■ Your task ■
Render each line of the items below as a Markdown table with two columns: "No." for the row number and "Text" for the line. Leave out blank lines.

■ The input ■
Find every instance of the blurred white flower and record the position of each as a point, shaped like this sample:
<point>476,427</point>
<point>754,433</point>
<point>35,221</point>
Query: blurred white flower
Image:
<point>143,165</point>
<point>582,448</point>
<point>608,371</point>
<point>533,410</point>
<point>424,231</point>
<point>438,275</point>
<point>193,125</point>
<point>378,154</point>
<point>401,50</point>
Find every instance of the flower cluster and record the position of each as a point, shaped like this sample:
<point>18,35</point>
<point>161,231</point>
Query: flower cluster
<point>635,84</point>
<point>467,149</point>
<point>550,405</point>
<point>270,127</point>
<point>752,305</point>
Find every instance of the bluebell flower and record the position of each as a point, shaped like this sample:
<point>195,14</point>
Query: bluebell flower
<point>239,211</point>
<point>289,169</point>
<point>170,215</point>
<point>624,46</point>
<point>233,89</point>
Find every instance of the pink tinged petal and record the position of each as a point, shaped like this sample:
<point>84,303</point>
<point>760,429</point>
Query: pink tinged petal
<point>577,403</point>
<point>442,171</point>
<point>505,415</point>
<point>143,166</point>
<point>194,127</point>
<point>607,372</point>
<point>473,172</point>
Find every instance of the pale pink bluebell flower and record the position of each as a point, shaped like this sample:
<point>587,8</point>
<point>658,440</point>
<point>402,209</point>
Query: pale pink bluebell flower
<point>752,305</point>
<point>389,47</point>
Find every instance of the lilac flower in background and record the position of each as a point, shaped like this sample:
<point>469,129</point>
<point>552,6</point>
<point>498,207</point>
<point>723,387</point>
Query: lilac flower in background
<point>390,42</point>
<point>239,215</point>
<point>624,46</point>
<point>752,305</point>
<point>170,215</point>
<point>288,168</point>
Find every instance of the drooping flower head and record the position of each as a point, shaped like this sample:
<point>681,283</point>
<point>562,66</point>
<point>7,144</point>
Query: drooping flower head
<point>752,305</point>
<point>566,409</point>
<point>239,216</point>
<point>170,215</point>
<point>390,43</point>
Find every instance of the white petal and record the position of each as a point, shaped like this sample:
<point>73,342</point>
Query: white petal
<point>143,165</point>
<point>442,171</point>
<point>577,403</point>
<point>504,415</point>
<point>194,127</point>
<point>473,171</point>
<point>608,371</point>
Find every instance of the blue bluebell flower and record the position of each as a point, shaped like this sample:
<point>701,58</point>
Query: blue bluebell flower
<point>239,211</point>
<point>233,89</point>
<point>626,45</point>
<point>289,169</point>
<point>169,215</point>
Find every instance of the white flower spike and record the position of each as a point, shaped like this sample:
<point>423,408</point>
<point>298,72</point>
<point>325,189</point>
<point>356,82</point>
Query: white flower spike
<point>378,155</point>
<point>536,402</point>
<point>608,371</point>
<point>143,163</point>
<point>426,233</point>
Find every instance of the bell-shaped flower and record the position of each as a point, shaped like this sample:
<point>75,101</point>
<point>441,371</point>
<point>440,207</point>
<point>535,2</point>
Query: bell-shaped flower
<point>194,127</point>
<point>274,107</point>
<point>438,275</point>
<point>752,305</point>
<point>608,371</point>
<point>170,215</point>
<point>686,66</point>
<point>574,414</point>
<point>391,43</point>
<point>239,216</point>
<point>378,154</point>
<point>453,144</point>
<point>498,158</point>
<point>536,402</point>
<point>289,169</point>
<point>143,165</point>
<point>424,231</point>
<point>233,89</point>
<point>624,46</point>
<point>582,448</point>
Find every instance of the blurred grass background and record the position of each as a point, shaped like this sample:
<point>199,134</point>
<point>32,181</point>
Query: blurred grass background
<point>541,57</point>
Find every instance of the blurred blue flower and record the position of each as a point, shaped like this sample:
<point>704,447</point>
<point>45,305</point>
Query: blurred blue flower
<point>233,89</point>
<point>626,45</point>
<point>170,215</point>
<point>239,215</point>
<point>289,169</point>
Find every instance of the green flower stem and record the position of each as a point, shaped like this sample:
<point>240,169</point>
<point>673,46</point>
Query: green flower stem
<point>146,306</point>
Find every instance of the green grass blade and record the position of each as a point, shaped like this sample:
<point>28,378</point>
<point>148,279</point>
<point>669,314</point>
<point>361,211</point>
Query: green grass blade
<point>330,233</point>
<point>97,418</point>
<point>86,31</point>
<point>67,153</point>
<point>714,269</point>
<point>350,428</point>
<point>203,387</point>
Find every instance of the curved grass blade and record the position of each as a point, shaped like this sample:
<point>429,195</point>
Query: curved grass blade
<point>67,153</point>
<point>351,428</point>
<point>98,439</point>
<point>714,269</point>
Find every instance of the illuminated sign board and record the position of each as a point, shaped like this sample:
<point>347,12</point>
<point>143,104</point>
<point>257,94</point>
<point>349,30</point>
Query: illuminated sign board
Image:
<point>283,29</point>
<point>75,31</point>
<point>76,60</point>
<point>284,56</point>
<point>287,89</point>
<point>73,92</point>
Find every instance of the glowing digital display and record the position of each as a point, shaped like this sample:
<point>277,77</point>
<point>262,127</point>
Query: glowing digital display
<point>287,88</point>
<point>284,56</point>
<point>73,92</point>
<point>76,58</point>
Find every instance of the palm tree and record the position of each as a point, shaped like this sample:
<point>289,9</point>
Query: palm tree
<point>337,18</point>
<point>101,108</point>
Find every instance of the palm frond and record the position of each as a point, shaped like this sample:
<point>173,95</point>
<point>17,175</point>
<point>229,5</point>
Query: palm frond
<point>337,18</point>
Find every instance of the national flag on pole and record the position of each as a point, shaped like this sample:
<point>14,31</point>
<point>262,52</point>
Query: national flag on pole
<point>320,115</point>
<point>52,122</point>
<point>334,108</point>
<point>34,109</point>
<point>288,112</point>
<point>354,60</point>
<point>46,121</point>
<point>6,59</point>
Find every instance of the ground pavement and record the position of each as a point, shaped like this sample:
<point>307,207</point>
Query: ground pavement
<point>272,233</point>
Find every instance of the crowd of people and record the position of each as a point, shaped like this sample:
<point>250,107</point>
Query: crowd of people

■ Result ■
| No. | Text |
|---|---|
| 1 | Find every instance of the blurred white flower and record the position of each as a point, shaped like this sample: |
| 2 | <point>476,427</point> |
| 3 | <point>754,433</point> |
| 4 | <point>35,221</point> |
| 5 | Query: blurred white flower |
| 6 | Image: |
| 7 | <point>143,165</point> |
| 8 | <point>582,448</point> |
| 9 | <point>608,371</point> |
| 10 | <point>533,410</point> |
| 11 | <point>424,231</point> |
| 12 | <point>438,275</point> |
| 13 | <point>193,125</point> |
| 14 | <point>378,154</point> |
| 15 | <point>401,50</point> |
| 16 | Find every instance of the flower cluster and record the position of each as a point, shaped like this sample: |
| 17 | <point>18,35</point> |
| 18 | <point>161,231</point> |
| 19 | Query: flower cluster |
| 20 | <point>635,84</point> |
| 21 | <point>467,149</point> |
| 22 | <point>550,405</point> |
| 23 | <point>270,127</point> |
| 24 | <point>752,305</point> |
| 25 | Find every instance of the bluebell flower and record the position of each as a point, shaped like this sample: |
| 26 | <point>195,14</point> |
| 27 | Query: bluebell flower |
| 28 | <point>239,211</point> |
| 29 | <point>289,169</point> |
| 30 | <point>170,215</point> |
| 31 | <point>624,46</point> |
| 32 | <point>233,89</point> |
| 33 | Find every instance of the pink tinged petal and record the position of each as a point, shaped like this sample: |
| 34 | <point>84,303</point> |
| 35 | <point>760,429</point> |
| 36 | Query: pink tinged petal |
| 37 | <point>577,403</point> |
| 38 | <point>442,171</point> |
| 39 | <point>505,415</point> |
| 40 | <point>143,166</point> |
| 41 | <point>194,127</point> |
| 42 | <point>607,372</point> |
| 43 | <point>473,172</point> |
| 44 | Find every instance of the pale pink bluebell flower and record the position of each as a point, shaped like this sample: |
| 45 | <point>587,8</point> |
| 46 | <point>658,440</point> |
| 47 | <point>402,209</point> |
| 48 | Query: pale pink bluebell flower |
| 49 | <point>752,305</point> |
| 50 | <point>389,47</point> |
| 51 | Find every instance of the lilac flower in background and record the position of each as a point, shaped like this sample: |
| 52 | <point>469,129</point> |
| 53 | <point>552,6</point> |
| 54 | <point>498,207</point> |
| 55 | <point>723,387</point> |
| 56 | Query: lilac flower in background |
| 57 | <point>390,42</point> |
| 58 | <point>239,215</point> |
| 59 | <point>624,46</point> |
| 60 | <point>752,305</point> |
| 61 | <point>170,215</point> |
| 62 | <point>288,168</point> |
| 63 | Find every instance of the drooping flower head and record the position of each as a point, shaped like this sample: |
| 64 | <point>681,283</point> |
| 65 | <point>562,66</point> |
| 66 | <point>7,144</point> |
| 67 | Query: drooping flower head |
| 68 | <point>752,305</point> |
| 69 | <point>566,409</point> |
| 70 | <point>239,216</point> |
| 71 | <point>170,215</point> |
| 72 | <point>390,43</point> |
| 73 | Find every instance of the white petal and record the position of each as a point, shaped like this sample: |
| 74 | <point>73,342</point> |
| 75 | Query: white petal |
| 76 | <point>143,165</point> |
| 77 | <point>442,171</point> |
| 78 | <point>577,403</point> |
| 79 | <point>504,415</point> |
| 80 | <point>194,127</point> |
| 81 | <point>473,171</point> |
| 82 | <point>608,371</point> |
| 83 | Find every instance of the blue bluebell flower and record the position of each as a point, shaped like this sample: |
| 84 | <point>701,58</point> |
| 85 | Query: blue bluebell flower |
| 86 | <point>239,211</point> |
| 87 | <point>233,89</point> |
| 88 | <point>626,45</point> |
| 89 | <point>289,169</point> |
| 90 | <point>169,215</point> |
| 91 | Find every instance of the white flower spike and record the position of each as a point, shaped like this sample: |
| 92 | <point>423,408</point> |
| 93 | <point>298,72</point> |
| 94 | <point>325,189</point> |
| 95 | <point>356,82</point> |
| 96 | Query: white flower spike |
| 97 | <point>378,155</point> |
| 98 | <point>536,402</point> |
| 99 | <point>608,371</point> |
| 100 | <point>143,163</point> |
| 101 | <point>426,233</point> |
| 102 | Find every instance of the bell-shaped flower and record the position of each as a point, shaped like this sample: |
| 103 | <point>75,101</point> |
| 104 | <point>441,371</point> |
| 105 | <point>440,207</point> |
| 106 | <point>535,2</point> |
| 107 | Query: bell-shaped flower |
| 108 | <point>194,127</point> |
| 109 | <point>274,107</point> |
| 110 | <point>438,275</point> |
| 111 | <point>752,305</point> |
| 112 | <point>608,371</point> |
| 113 | <point>170,215</point> |
| 114 | <point>686,66</point> |
| 115 | <point>574,414</point> |
| 116 | <point>391,43</point> |
| 117 | <point>239,216</point> |
| 118 | <point>378,154</point> |
| 119 | <point>453,144</point> |
| 120 | <point>498,158</point> |
| 121 | <point>536,402</point> |
| 122 | <point>289,169</point> |
| 123 | <point>143,165</point> |
| 124 | <point>424,231</point> |
| 125 | <point>233,89</point> |
| 126 | <point>624,46</point> |
| 127 | <point>582,448</point> |
| 128 | Find every instance of the blurred grass background and record the position of each as a point, shaped like this sample: |
| 129 | <point>199,134</point> |
| 130 | <point>32,181</point> |
| 131 | Query: blurred grass background |
| 132 | <point>541,57</point> |
| 133 | Find every instance of the blurred blue flower and record the position of each as a point, shaped like this sample: |
| 134 | <point>704,447</point> |
| 135 | <point>45,305</point> |
| 136 | Query: blurred blue flower |
| 137 | <point>233,89</point> |
| 138 | <point>626,45</point> |
| 139 | <point>170,215</point> |
| 140 | <point>239,215</point> |
| 141 | <point>289,169</point> |
| 142 | Find every instance of the green flower stem and record the position of each as a point, shaped like this sample: |
| 143 | <point>240,169</point> |
| 144 | <point>673,46</point> |
| 145 | Query: green flower stem |
| 146 | <point>146,306</point> |
| 147 | Find every instance of the green grass blade and record the position of each as a point, shaped like this sample: |
| 148 | <point>28,378</point> |
| 149 | <point>148,279</point> |
| 150 | <point>669,314</point> |
| 151 | <point>361,211</point> |
| 152 | Query: green grass blade |
| 153 | <point>330,233</point> |
| 154 | <point>97,418</point> |
| 155 | <point>86,31</point> |
| 156 | <point>67,153</point> |
| 157 | <point>714,269</point> |
| 158 | <point>350,428</point> |
| 159 | <point>203,387</point> |
| 160 | Find every instance of the curved grass blade and record the position of each as a point, shaped like this sample: |
| 161 | <point>429,195</point> |
| 162 | Query: curved grass blade |
| 163 | <point>67,153</point> |
| 164 | <point>351,428</point> |
| 165 | <point>98,439</point> |
| 166 | <point>714,269</point> |
| 167 | Find every instance of the illuminated sign board and record the position of each as a point, shaped like this sample: |
| 168 | <point>347,12</point> |
| 169 | <point>143,104</point> |
| 170 | <point>257,94</point> |
| 171 | <point>349,30</point> |
| 172 | Query: illuminated sign board |
| 173 | Image: |
| 174 | <point>283,29</point> |
| 175 | <point>75,31</point> |
| 176 | <point>76,60</point> |
| 177 | <point>284,56</point> |
| 178 | <point>287,89</point> |
| 179 | <point>73,92</point> |
| 180 | Find every instance of the glowing digital display and record the position of each as a point, shaped like this sample: |
| 181 | <point>277,77</point> |
| 182 | <point>262,127</point> |
| 183 | Query: glowing digital display |
| 184 | <point>287,88</point> |
| 185 | <point>284,56</point> |
| 186 | <point>73,92</point> |
| 187 | <point>76,58</point> |
| 188 | Find every instance of the palm tree and record the position of each as a point, shaped like this sample: |
| 189 | <point>289,9</point> |
| 190 | Query: palm tree |
| 191 | <point>337,18</point> |
| 192 | <point>101,108</point> |
| 193 | Find every instance of the palm frond and record the position of each as a point, shaped like this sample: |
| 194 | <point>173,95</point> |
| 195 | <point>17,175</point> |
| 196 | <point>229,5</point> |
| 197 | Query: palm frond |
| 198 | <point>337,18</point> |
| 199 | Find every instance of the national flag on pole and record the position of each as a point, shaped like this sample: |
| 200 | <point>14,31</point> |
| 201 | <point>262,52</point> |
| 202 | Query: national flag on pole |
| 203 | <point>320,115</point> |
| 204 | <point>52,122</point> |
| 205 | <point>334,108</point> |
| 206 | <point>34,109</point> |
| 207 | <point>288,112</point> |
| 208 | <point>354,60</point> |
| 209 | <point>46,121</point> |
| 210 | <point>6,59</point> |
| 211 | Find every instance of the ground pavement and record the position of each as a point, shaped like this sample: |
| 212 | <point>307,207</point> |
| 213 | Query: ground pavement |
| 214 | <point>272,233</point> |
| 215 | Find every instance of the crowd of people and record the position of each as a point, shaped like this sample: |
| 216 | <point>250,107</point> |
| 217 | Query: crowd of people |